■ Description of the task ■
Output only the entries, exactly as given, without the pictures.

Photo-based referring expression data:
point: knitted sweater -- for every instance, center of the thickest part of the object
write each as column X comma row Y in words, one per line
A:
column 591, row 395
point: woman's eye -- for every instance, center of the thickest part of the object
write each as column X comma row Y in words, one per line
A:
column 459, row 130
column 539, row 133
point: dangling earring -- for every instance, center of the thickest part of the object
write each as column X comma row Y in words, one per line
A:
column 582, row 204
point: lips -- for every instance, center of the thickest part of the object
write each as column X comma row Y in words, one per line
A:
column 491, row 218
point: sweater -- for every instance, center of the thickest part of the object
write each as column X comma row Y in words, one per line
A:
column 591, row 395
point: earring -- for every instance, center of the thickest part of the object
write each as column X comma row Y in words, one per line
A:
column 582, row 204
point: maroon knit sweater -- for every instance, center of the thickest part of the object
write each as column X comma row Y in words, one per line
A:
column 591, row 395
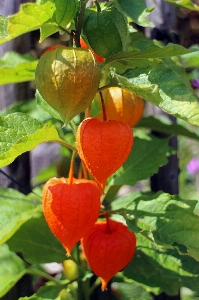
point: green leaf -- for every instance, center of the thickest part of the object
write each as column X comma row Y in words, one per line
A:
column 162, row 87
column 46, row 31
column 132, row 291
column 185, row 3
column 168, row 221
column 28, row 107
column 21, row 133
column 15, row 210
column 12, row 269
column 162, row 270
column 136, row 10
column 47, row 292
column 45, row 106
column 37, row 243
column 146, row 157
column 3, row 27
column 17, row 68
column 191, row 60
column 30, row 17
column 147, row 55
column 159, row 125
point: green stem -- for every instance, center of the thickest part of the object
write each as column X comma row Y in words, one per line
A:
column 71, row 172
column 73, row 126
column 98, row 6
column 80, row 21
column 64, row 30
column 65, row 144
column 103, row 107
column 43, row 274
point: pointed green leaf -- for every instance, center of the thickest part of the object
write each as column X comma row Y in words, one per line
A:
column 15, row 210
column 3, row 27
column 12, row 269
column 162, row 87
column 37, row 243
column 152, row 51
column 167, row 220
column 46, row 31
column 162, row 270
column 132, row 291
column 30, row 17
column 21, row 133
column 45, row 106
column 146, row 157
column 47, row 292
column 167, row 127
column 17, row 68
column 136, row 10
column 185, row 3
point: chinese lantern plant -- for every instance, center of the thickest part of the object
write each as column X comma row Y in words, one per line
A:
column 108, row 247
column 71, row 207
column 103, row 146
column 105, row 29
column 84, row 45
column 122, row 105
column 68, row 79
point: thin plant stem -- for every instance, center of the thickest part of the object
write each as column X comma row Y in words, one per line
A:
column 108, row 223
column 98, row 6
column 80, row 21
column 65, row 144
column 85, row 173
column 37, row 272
column 71, row 171
column 88, row 112
column 103, row 107
column 73, row 126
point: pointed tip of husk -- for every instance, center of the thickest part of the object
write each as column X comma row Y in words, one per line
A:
column 101, row 186
column 104, row 284
column 67, row 252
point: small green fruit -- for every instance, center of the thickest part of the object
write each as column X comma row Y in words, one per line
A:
column 105, row 31
column 68, row 79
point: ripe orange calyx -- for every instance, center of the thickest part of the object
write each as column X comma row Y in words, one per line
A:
column 103, row 146
column 122, row 105
column 108, row 248
column 70, row 209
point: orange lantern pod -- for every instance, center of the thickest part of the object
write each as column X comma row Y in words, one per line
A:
column 70, row 208
column 122, row 105
column 108, row 248
column 103, row 146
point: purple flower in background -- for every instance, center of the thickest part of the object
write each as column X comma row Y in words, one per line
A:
column 193, row 165
column 195, row 83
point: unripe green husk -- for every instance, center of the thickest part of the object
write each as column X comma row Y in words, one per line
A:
column 105, row 31
column 68, row 79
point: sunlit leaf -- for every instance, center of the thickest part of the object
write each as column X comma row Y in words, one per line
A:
column 21, row 133
column 17, row 68
column 167, row 220
column 136, row 10
column 30, row 17
column 162, row 87
column 37, row 243
column 162, row 270
column 185, row 3
column 144, row 160
column 15, row 210
column 12, row 269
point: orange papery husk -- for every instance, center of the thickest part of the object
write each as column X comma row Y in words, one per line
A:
column 70, row 209
column 103, row 146
column 108, row 249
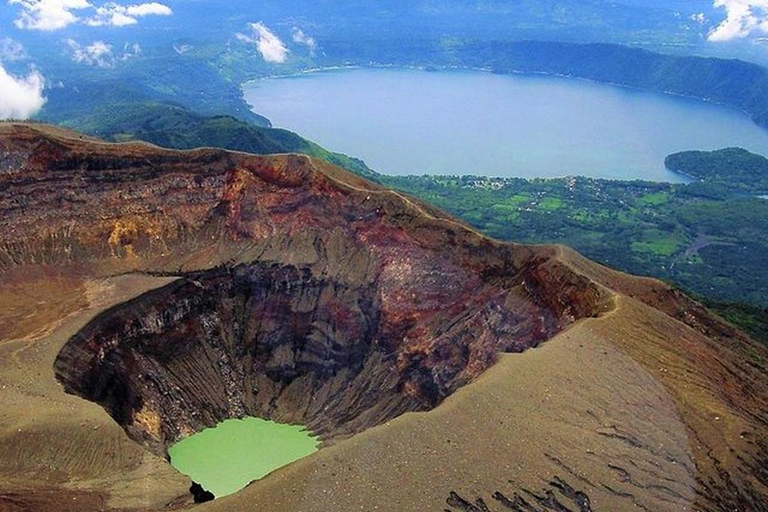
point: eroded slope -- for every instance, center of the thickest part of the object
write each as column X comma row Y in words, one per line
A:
column 392, row 307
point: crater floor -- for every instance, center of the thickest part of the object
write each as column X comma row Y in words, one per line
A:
column 146, row 294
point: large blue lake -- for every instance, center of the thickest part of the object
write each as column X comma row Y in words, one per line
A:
column 467, row 122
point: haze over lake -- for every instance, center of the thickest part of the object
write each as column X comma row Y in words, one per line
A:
column 467, row 122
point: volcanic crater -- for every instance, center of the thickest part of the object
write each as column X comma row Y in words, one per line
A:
column 179, row 289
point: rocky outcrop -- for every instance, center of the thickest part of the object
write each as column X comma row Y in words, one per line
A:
column 303, row 293
column 282, row 343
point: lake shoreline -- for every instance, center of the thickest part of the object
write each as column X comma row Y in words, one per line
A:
column 613, row 134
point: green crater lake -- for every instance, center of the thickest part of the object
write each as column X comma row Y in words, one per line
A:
column 226, row 458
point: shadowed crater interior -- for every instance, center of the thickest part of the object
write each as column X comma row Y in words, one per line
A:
column 280, row 343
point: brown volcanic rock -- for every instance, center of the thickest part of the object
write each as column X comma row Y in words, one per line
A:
column 308, row 294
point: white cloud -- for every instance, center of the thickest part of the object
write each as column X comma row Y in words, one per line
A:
column 22, row 96
column 699, row 18
column 58, row 14
column 97, row 54
column 48, row 14
column 743, row 19
column 300, row 37
column 181, row 49
column 11, row 50
column 118, row 15
column 131, row 51
column 269, row 45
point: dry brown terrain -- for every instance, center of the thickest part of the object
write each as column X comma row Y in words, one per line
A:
column 453, row 372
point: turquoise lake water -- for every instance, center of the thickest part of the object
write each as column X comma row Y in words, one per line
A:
column 226, row 458
column 472, row 122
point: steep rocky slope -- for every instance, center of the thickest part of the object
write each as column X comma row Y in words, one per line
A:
column 296, row 291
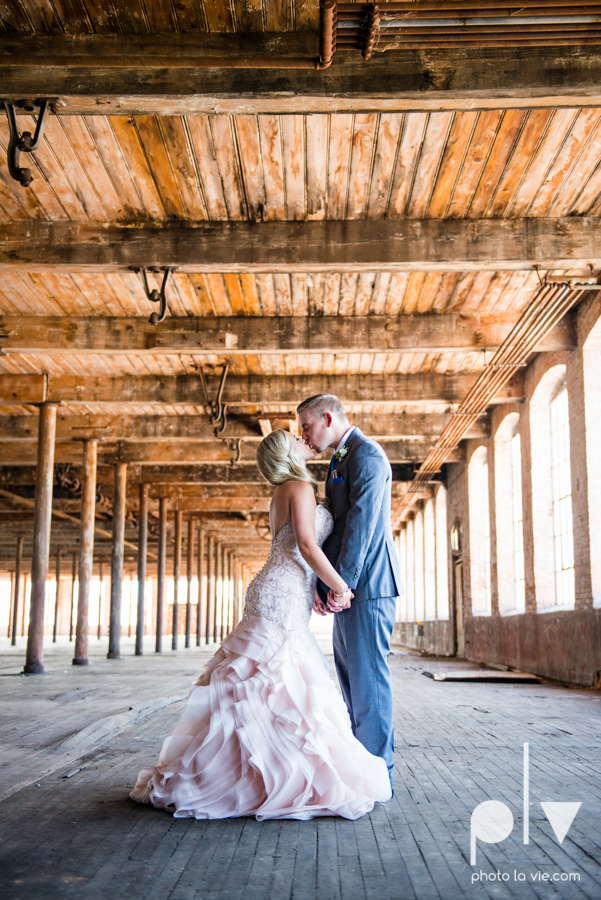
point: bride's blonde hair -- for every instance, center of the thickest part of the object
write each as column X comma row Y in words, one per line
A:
column 279, row 461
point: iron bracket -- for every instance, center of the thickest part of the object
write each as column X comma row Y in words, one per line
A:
column 24, row 143
column 217, row 409
column 157, row 296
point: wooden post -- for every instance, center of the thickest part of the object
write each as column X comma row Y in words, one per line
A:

■ Answer below ■
point: knitted sweater -- for every instance, center of the thickest part of the object
write each as column X comma row Y in words, one per line
A:
column 591, row 395
point: woman's eye -- for every instance, center of the thickest part of the object
write each as column X comma row Y in words, one per line
A:
column 459, row 130
column 539, row 133
point: dangling earring -- for every instance, center of the thickest part of the object
write each as column X comma row Y in words, one per line
A:
column 582, row 204
point: lips -- for every instance, center of the thickest part of the object
write each as column X comma row Y in words, one per line
A:
column 491, row 218
point: sweater -- for every instance, center of the thickest part of the object
write each as column X comma row Y in words, one per line
A:
column 591, row 395
point: earring -- for every instance, center of the thickest part of the object
write each as column X comma row Y in words, one per line
A:
column 582, row 204
point: maroon knit sweater -- for every instance, center of the thickest part of the object
write each as column X comma row Y in words, one per line
A:
column 591, row 395
point: green leaf -- for every instance, center of the thickest part of the object
write each as column X comma row Y in words, one per line
A:
column 162, row 87
column 46, row 31
column 132, row 291
column 185, row 3
column 168, row 221
column 28, row 107
column 21, row 133
column 15, row 210
column 12, row 269
column 162, row 270
column 136, row 10
column 47, row 292
column 45, row 106
column 37, row 243
column 146, row 157
column 3, row 27
column 17, row 68
column 191, row 60
column 30, row 17
column 147, row 55
column 159, row 125
point: green stem -- for every instance, center of the thickest part of the object
write each as column X comma row Y in words, one per line
A:
column 71, row 172
column 73, row 126
column 98, row 6
column 80, row 21
column 64, row 30
column 65, row 144
column 103, row 107
column 43, row 274
point: pointed green leaf -- for every instance, center of the thickest part of the object
write each as column X comma row Y in words, one per line
A:
column 15, row 210
column 3, row 27
column 12, row 269
column 162, row 87
column 37, row 243
column 152, row 51
column 167, row 220
column 46, row 31
column 162, row 270
column 132, row 291
column 30, row 17
column 21, row 133
column 45, row 106
column 146, row 157
column 47, row 292
column 167, row 127
column 17, row 68
column 136, row 10
column 185, row 3
point: chinese lantern plant -- for every instance, center of the thickest part of the object
write each as column X comma row Y in words, one per line
A:
column 108, row 247
column 71, row 207
column 103, row 146
column 105, row 29
column 84, row 45
column 122, row 105
column 68, row 79
point: thin plant stem -- for every instance, center of the thickest part of the object
write each as column X comma row Y in words, one per line
A:
column 108, row 223
column 98, row 6
column 80, row 21
column 65, row 144
column 85, row 173
column 37, row 272
column 71, row 171
column 88, row 112
column 103, row 107
column 73, row 126
point: pointed tip of husk -- for every instance, center of the thickest part of the object
write each as column X comma row Y in words, one per line
A:
column 101, row 186
column 104, row 284
column 67, row 252
point: small green fruit -- for every instance, center of the thickest part of the object
write each as column X comma row Y in words, one per line
A:
column 105, row 31
column 68, row 79
point: ripe orange calyx -- for every instance, center of the thickest part of the object
write each as column X comma row Y in words, one per line
A:
column 103, row 146
column 122, row 105
column 108, row 248
column 70, row 209
point: orange lantern pod -- for every instance, center of the thickest part of the object
write each as column X comma row Y in words, one per line
A:
column 70, row 208
column 122, row 105
column 108, row 248
column 103, row 146
point: purple flower in background -- for every instance, center of the thickest part of the object
write each as column X comma row Y in words, one per line
A:
column 193, row 165
column 195, row 83
point: unripe green husk -- for every instance, center of the thickest part of the object
write each as column X comma row Y in words, one per line
A:
column 105, row 31
column 68, row 79
point: sunlit leaf -- for every instance, center of the thickest part of the object
write each as column X comma row Y in words, one per line
A:
column 21, row 133
column 17, row 68
column 167, row 220
column 136, row 10
column 30, row 17
column 162, row 87
column 37, row 243
column 162, row 270
column 185, row 3
column 144, row 160
column 15, row 210
column 12, row 269
point: orange papery husk -- for every instance, center of the thickest part of the object
write each as column X comma row Y in words, one per line
A:
column 70, row 209
column 103, row 146
column 108, row 249
point: eroded slope -- for every instance, center of the thickest part of the object
write each as column X comma row Y in words, one per line
A:
column 392, row 307
point: crater floor -- for every instance, center of the thickest part of the object
write each as column X comma row Y in words, one per line
A:
column 146, row 294
point: large blue lake -- for every instance, center of the thickest part of the object
write each as column X comma row Y in words, one per line
A:
column 467, row 122
point: haze over lake -- for every instance, center of the thickest part of the object
write each as column X comma row Y in words, one per line
A:
column 467, row 122
point: volcanic crater -- for every instance, center of the thickest part of the object
write each as column X comma row Y in words, one per line
A:
column 179, row 289
point: rocky outcrop -- for every instance, center of the thickest part of the object
write each as column X comma row Y in words, one per line
A:
column 303, row 293
column 282, row 343
point: lake shoreline -- for every instance, center of the thickest part of the object
write each as column X comma row Y in words, one per line
A:
column 613, row 134
point: green crater lake -- for every instance, center of the thickest part of the object
write each as column X comma row Y in words, one per line
A:
column 226, row 458
point: shadowed crater interior -- for every instance, center of the thickest part of the object
write each as column X comma row Y in words, one per line
A:
column 280, row 343
point: brown volcanic rock -- for every instance, center of the thickest part of the object
write each as column X comma row Y in words, one per line
A:
column 308, row 294
point: white cloud -- for every instance, center of the thickest part of the object
write each as column X comma row Y in words, one per line
A:
column 22, row 96
column 699, row 18
column 58, row 14
column 97, row 54
column 48, row 14
column 743, row 19
column 300, row 37
column 181, row 49
column 11, row 50
column 118, row 15
column 131, row 51
column 269, row 45
point: dry brown terrain -- for every instance, center of the thickest part of the object
write each as column X comma row Y in words, one per line
A:
column 453, row 372
point: turquoise lake water -- for every instance, center of the thickest part of the object
write each as column X comma row Y in words, one per line
A:
column 226, row 458
column 472, row 122
point: steep rocky slope -- for every instance, center of the thickest part of the object
write each as column X comma row Y in words, one per line
A:
column 296, row 291
point: bride's blonde hair -- for every instance, center of the thickest part of the object
write each as column X comma row Y in words, one per line
A:
column 279, row 461
point: iron bracket -- for every instance, center of the thickest part of the object
write each as column X comma row Y in words, one per line
A:
column 24, row 143
column 217, row 409
column 157, row 296
point: wooden post -- for every instance, center of the thickest part of the object
write each as column X comma row Y in words, one per line
A:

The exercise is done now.